▸ ZU LESENDER TEXT:
______
Der Verstorbene war verheiratet in einziger Ehe mit ….
In der Ehe galt der Güterstand der Zugewinngemeinschaft.
Ein Ehescheidungs- oder Eheaufhebungsverfahren ist nicht anhängig.
Die Ehe war kinderlos.
Der Verstorbene entstammte der Ehe zwischen … und … .
Aus ihrer Ehe sind hervorgegangen:
– der Erblasser
– …
Eine Verfugung von Todes wegen des Verstorbenen ist nicht vorhanden.
Am 04.07.2018 unterzeichneten die Eltern des Erblassers … sowie die Ehefrau des Erblassers … ein mit „Nachlassverfügung mit Haftungserklarung“ überschriebenes Formular der Sparkasse … Hierin heißt es auszugsweise:
„… ich versichere/Wir versichern hiermit ausdrücklich, dass ich/wir der/die alleinige(n) Erbe(n) des Erblassers bin/sind und dass Testamentsvollstreckung, Nachlassverwaltung, Nachlasspflegschaft oder Nachlasskonkurs nicht angeordnet ist.
______
▸ GEGEBENE AUFGABE A: Gib aus dem Auszug zur Erbfolge alles von „Ein Ehescheidungs- oder“ bis hinunter zu „ist nicht vorhanden.“ Wort für Wort aus.
______
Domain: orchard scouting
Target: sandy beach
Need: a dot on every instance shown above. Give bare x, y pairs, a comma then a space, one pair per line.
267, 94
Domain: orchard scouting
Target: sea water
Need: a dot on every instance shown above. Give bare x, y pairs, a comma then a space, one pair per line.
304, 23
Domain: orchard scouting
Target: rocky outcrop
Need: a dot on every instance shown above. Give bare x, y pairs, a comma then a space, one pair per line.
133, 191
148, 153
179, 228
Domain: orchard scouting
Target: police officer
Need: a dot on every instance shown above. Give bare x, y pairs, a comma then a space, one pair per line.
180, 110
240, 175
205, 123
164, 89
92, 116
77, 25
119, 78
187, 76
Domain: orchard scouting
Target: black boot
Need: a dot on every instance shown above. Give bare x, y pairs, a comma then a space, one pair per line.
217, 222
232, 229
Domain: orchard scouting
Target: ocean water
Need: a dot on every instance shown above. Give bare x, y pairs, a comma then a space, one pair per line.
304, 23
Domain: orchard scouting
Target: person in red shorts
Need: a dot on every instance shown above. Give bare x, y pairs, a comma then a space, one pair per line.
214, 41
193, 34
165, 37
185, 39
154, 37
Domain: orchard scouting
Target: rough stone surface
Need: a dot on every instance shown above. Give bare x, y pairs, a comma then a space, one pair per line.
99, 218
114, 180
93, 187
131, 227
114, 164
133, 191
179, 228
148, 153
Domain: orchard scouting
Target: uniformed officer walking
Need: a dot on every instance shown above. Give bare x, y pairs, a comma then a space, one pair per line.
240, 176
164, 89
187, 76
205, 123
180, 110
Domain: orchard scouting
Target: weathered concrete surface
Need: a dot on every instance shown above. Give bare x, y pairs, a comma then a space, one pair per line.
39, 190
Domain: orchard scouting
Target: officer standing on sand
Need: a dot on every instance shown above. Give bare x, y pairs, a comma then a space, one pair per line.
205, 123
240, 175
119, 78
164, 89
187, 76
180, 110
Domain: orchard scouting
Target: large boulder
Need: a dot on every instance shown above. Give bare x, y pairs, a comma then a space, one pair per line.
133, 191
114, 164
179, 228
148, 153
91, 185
______
▸ GEGEBENE AUFGABE B: Suche aus der Liste jede Zeile heraus, die die Zeichenfolge „water“ enthält. Groß- und Kleinschreibung zählt.

▸ VOLLSTÄNDIGE ANTWORT A:
Ein Ehescheidungs- oder Eheaufhebungsverfahren ist nicht anhängig.
Die Ehe war kinderlos.
Der Verstorbene entstammte der Ehe zwischen … und … .
Aus ihrer Ehe sind hervorgegangen:
– der Erblasser
– …
Eine Verfugung von Todes wegen des Verstorbenen ist nicht vorhanden.

▸ VOLLSTÄNDIGE ANTWORT B:
Target: sea water
Target: ocean water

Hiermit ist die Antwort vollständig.